- WRITTEN TASKS
A – List the migration directions the Orca passage gives as examples of what the refactored migration agents and DualExecutionRepository support.
B – Reproduce the Orca passage word for word, starting at "The work queue (Keiko)" and ending at "but not Redis.".

The work queue (Keiko) will still be backed by Redis, and I have no desire to back the work queue with SQL. This means by using SQL, you’ll still have a Redis instance. From an operations perspective, the work queue is transient data so we don’t need to lose sleep over losing the Redis, but I’d still like to get rid of operational burden wherever possible, so I’m working on an SQS backend for Keiko.

This topology does raise a couple new failure scenarios, however:

1. Connectivity to SQL fails, but not Redis.
2. Connectivity to Redis fails, but not SQL.

In the event that SQL connectivity is interrupted, Orca will automatically stop processing work off the queue on a per-process basis. Orca will start processing again automatically once SQL connectivity is re-established. This is done via a write healthcheck (so it’ll also detect master failovers) similar to how a load balancer works. Of course, there will be some messages that will fail in the timeframe that Orca is discovering its failure condition, but the queue already handles message failure & redelivery well.

When Redis is lost, Orca will stop processing work because the queue is gone. New work will continue to be accepted, but will remain in a NOT_STARTED state. When connectivity is re-established, the queue will be empty and any NOT_STARTED executions will begin immediately. For this scenario, I wrote a hydrate queue admin API, which will allow you to re-populate the queue based on the existing state in SQL.

Migration

For Netflix, bringing Orca down (and thus, Spinnaker) to migrate from Redis to SQL is a non-starter, so we needed to build a way to perform a zero-downtime migration. We already had agents to active-active migrate from one Redis master to a new one and the RedisExecutionRepository knew how to route read & write traffic accordingly while in a dual write mode.

When running a migration, currently active executions continue going to the old Redis, with new executions going to the new Redis. Executions are only shoveled over to the new Redis instance once the execution has a completed state (be it successful, terminal…). I like this strategy a lot, it’s easy to reason about and works in both a roll-forward and rollback scenario.

I refactored the migration agents to be ExecutionRepository implementation agnostic, so now they support migrating from anything to anything following the same pattern. I also created a backend agnostic DualExecutionRepository which has the same routing characteristics I outlined above. You can migrate from Redis to SQL, SQL to Redis or SomethingElse to SomethingElse2.

Originally we had written a migrator that did live migrations and used some fancy write conflict resolution but when push came to shove, I rewrote the migrator last week for simplicity. Migration went from a fairly complex orchestration to, “Run this other Orca instance in migration mode until it’s not doing work anymore, then shut it down.”

Performance

As I mentioned earlier, we wanted performance to compete with Redis and I had a personal goal to 10x the read performance — I like the 10x principle a lot when it comes to refactors. Orca’s write performance isn’t really a huge deal: At-peak per-second, we only do hundreds of writes but thousands of reads. To compare apples-to-apples, I wrote an instrumented execution repository so we could compare the two strategies end-to-end, rather than only at driver call-sites.

Is this the SQL impl or Redis? Well, both. It’s the DualExecutionRepository.

- Image boundary annotation data
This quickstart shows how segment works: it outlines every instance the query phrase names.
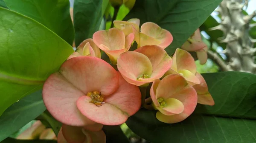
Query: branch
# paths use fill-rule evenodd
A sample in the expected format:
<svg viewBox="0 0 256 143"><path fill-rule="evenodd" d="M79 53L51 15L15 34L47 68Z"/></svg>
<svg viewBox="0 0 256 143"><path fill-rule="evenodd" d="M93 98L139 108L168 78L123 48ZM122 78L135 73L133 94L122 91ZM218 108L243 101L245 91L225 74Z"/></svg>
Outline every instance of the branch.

- TASK RESPONSES
A –
Redis to SQL
SQL to Redis
SomethingElse to SomethingElse2

B –
The work queue (Keiko) will still be backed by Redis, and I have no desire to back the work queue with SQL. This means by using SQL, you’ll still have a Redis instance. From an operations perspective, the work queue is transient data so we don’t need to lose sleep over losing the Redis, but I’d still like to get rid of operational burden wherever possible, so I’m working on an SQS backend for Keiko.

This topology does raise a couple new failure scenarios, however:

1. Connectivity to SQL fails, but not Redis.